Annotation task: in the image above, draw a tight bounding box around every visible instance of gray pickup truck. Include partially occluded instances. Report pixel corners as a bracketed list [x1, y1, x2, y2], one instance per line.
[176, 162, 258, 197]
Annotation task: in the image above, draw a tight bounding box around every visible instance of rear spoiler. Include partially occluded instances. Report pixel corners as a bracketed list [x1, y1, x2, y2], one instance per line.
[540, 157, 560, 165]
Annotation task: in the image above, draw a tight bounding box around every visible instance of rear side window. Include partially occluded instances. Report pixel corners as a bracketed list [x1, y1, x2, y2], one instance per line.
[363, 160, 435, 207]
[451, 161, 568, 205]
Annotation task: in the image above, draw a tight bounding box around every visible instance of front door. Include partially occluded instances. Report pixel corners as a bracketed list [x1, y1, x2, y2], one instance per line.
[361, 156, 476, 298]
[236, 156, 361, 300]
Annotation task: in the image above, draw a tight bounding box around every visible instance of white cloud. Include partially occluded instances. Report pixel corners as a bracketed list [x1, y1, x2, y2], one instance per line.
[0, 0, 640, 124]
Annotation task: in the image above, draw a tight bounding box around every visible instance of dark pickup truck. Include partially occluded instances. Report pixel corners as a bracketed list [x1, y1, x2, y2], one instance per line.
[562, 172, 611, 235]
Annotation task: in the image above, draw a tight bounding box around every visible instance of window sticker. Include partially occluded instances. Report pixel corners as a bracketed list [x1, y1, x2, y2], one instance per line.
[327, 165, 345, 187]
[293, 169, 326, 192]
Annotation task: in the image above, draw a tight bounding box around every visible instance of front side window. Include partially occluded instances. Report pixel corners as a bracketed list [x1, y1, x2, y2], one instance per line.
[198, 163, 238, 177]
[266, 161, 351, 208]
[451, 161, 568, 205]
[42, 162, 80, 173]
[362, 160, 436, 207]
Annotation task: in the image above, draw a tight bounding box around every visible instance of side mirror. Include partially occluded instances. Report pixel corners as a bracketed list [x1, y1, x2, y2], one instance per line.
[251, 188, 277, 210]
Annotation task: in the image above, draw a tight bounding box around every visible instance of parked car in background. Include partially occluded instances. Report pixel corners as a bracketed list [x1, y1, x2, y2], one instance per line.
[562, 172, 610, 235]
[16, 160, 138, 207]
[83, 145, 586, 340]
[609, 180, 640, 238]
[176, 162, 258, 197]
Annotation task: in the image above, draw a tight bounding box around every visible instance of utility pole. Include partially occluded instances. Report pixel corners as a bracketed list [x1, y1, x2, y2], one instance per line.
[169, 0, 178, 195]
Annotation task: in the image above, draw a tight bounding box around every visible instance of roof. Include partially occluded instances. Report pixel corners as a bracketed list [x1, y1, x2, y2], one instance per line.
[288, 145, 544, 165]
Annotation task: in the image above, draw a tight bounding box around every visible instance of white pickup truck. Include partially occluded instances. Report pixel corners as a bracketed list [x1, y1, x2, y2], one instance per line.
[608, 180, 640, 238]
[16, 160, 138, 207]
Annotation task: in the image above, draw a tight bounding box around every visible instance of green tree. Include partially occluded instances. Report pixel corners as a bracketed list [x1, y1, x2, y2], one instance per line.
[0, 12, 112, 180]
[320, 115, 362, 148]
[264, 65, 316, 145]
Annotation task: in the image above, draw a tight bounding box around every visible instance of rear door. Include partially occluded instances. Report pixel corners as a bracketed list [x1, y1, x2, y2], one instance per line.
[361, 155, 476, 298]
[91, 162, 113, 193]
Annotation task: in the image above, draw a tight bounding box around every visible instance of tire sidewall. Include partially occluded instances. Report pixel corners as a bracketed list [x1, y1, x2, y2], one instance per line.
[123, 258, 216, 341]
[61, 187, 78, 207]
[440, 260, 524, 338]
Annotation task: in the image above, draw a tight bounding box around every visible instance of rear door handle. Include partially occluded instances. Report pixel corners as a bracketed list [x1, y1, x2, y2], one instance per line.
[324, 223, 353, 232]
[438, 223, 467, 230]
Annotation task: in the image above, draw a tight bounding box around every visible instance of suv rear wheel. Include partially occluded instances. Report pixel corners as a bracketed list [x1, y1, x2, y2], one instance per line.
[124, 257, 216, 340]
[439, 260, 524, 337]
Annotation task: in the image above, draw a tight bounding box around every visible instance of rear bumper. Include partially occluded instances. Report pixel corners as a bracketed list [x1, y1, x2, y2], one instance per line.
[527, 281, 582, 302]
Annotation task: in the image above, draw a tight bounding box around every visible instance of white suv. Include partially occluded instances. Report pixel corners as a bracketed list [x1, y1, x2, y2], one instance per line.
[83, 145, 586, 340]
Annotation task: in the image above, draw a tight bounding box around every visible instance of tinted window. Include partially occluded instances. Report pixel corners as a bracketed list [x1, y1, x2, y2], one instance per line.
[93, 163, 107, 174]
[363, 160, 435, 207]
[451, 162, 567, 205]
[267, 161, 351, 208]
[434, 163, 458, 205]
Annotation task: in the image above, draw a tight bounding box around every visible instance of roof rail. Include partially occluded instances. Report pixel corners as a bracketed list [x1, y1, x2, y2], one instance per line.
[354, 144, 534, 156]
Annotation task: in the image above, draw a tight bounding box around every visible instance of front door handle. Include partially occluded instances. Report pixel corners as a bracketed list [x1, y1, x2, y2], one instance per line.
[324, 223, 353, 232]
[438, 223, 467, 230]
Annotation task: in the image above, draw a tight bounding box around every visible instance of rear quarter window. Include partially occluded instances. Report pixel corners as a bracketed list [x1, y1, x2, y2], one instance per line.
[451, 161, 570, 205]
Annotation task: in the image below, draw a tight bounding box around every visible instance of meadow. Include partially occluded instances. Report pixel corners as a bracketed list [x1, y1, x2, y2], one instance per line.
────────
=== WHAT IS NEEDED ===
Return every line above word for word, without changing anything.

=== TASK RESULT ===
Annotation task: in the image above, draw a tight bounding box around every visible instance of gray pickup truck. Include partially occluded instances. Report pixel corners as a bracketed list [x1, y1, x2, y2], one instance per line.
[176, 162, 258, 197]
Annotation task: in the image above, draw a tight bounding box around every visible instance of rear spoiler. Include partially occluded instances. Report pixel corners as a bracketed list [x1, y1, x2, y2], one instance per line.
[540, 157, 560, 165]
Annotation task: in the image above, draw a tight bounding box around every visible instance of rear side window. Include partially occluded instances. Report pixel corners as a bracketed list [x1, y1, x2, y2], one instance per line.
[363, 160, 435, 207]
[451, 161, 568, 205]
Annotation task: in the image above, draw a tight bounding box around every visible instance of front door. Include partially occluded instances. Report pixel corners as a bracketed list [x1, y1, x2, y2], one instance per line.
[361, 156, 476, 298]
[236, 156, 361, 300]
Annotation task: in the image above, draw a tight bounding box around every visible instance of white cloud. Include partially occluded instances. Report pixel corners as a bracketed list [x1, y1, x2, y2], one instance per line.
[0, 0, 640, 124]
Annotation task: in the image above, draw a tight bounding box around every visible instance of dark pickup truck. Include partially occluded instances. Report pixel corners as a bracketed list [x1, y1, x2, y2], one instance per line.
[562, 172, 611, 235]
Annotation task: in the image above, draw a tight bounding box around every visible instance of window sticker. Include partially occluded instances. Report pixel corners as a bracketed list [x1, y1, x2, y2], one instance per line.
[327, 165, 345, 187]
[293, 169, 326, 192]
Annotation task: in the image above, draw a tight bounding box around every visible instance of front side window. Include partially occluded instances. Report pixel corners as a bracketed list [x1, y1, x2, y2], one instance per line.
[198, 163, 238, 177]
[266, 161, 351, 208]
[451, 161, 568, 205]
[42, 162, 80, 173]
[362, 160, 436, 207]
Annotation task: in the image above, draw a tight bounding box around every visible instance of side mirror. Include partially occluded instances. Report pixel corners as a bracketed list [x1, y1, x2, y2], one instance per line.
[251, 188, 277, 210]
Annotation task: in the image above, draw a tight bounding box around every visible instance of parked car in background. Include partially occluded instances. Report pixel corners as a bracketed list [x1, y1, x2, y2], one instance per line.
[562, 172, 610, 235]
[16, 160, 138, 207]
[83, 145, 586, 340]
[609, 180, 640, 238]
[176, 162, 258, 197]
Annotation task: in the image above, draw a tight bounding box around every visible instance of utility pole. Include partially occluded instances. Report pixel corners as a bracketed list [x1, y1, x2, y2], one instance per line.
[169, 0, 178, 195]
Annotation task: in the image above, draw a tight bounding box around every visible instance of roof. Include partially occluded instances. Report pixel corners as a bracketed list [x1, y1, x2, y2], one instance per line.
[288, 145, 544, 165]
Annotation task: in the image above, draw a tight bounding box around every visible instance of white pickup truck. Include partially occluded instances. Report pixel corners as a bracketed list [x1, y1, x2, y2], one instance per line.
[608, 180, 640, 238]
[16, 160, 138, 207]
Annotation task: in the image above, draw a tight bounding box around every visible instance of green tree. Include partially occluded instances. Report pixel corners as a bracketed list [x1, y1, x2, y2], one instance per line.
[0, 12, 112, 180]
[320, 115, 362, 148]
[264, 65, 316, 145]
Annotation task: in the image above, draw a tight bounding box around every visible instance of rear door. Include partially occluded instances. Report pixel corners as a bracketed list [x1, y1, x2, y2], one instance per line.
[361, 155, 476, 298]
[91, 162, 113, 193]
Annotation task: in the image above, draw a tight bounding box around every visible instance of tire sidewall. Include partially occluded instances. Report pixel corners as a bracketed list [x1, y1, x2, y2], one instance per line.
[123, 258, 216, 341]
[61, 187, 78, 207]
[440, 260, 524, 338]
Annotation task: in the image above, draw a tight bounding box around every visible instance of rear door handle. Include partially occluded instances. Report pixel corners as a bracketed list [x1, y1, x2, y2], one instance per line.
[324, 223, 353, 232]
[438, 223, 467, 230]
Annotation task: in the image above, draw a tight bounding box around every visible instance of suv rear wheel. Include partially occluded instances. Report pixel corners as a bracketed list [x1, y1, x2, y2], one instance per line.
[124, 257, 216, 340]
[439, 260, 524, 337]
Annotation task: in the image above, draw a tight bounding box around every visible instance of rear bumper. Include partially occluded instances. Report pixel corners as a bracketed list [x1, y1, x2, y2], one instance per line.
[527, 281, 582, 302]
Annotation task: in the image above, draw a tight bounding box around every visible instance of white suv. Include partially occluded instances. Report pixel corners as a bracketed list [x1, y1, x2, y2], one instance per line.
[83, 145, 586, 340]
Annotation task: in the image above, draw a tight bounding box around every visible instance of tinted window. Include partially occluded instances. Report pixel corners as a bracketed list [x1, y1, x2, y2], one instance per line.
[93, 163, 107, 174]
[363, 160, 435, 207]
[451, 162, 567, 205]
[267, 161, 351, 208]
[434, 163, 458, 205]
Annotation task: in the image above, draw a tight bounding box around every visible instance of roof rail. Include partially occluded instances. Report pixel corners as a bracketed list [x1, y1, x2, y2], one instance per line.
[354, 144, 534, 156]
Annotation task: in the image above, draw a tight bounding box around every visible instance of front door handle. Include partially occluded instances. Report pixel corners as a bracketed list [x1, y1, x2, y2], one instance per line.
[324, 223, 353, 232]
[438, 223, 467, 230]
Annotation task: in the image above, draw a tight bounding box around every visible instance of rear quarter window. Include partially occluded instances. Report pixel corners as a bracketed list [x1, y1, x2, y2], one instance per line.
[451, 161, 570, 205]
Annotation task: in the image below, draw a tight bounding box around every visible instance of meadow. Include partially occluded instances. Report pixel corners as a bracketed list [x1, y1, x2, y2], one instance per line.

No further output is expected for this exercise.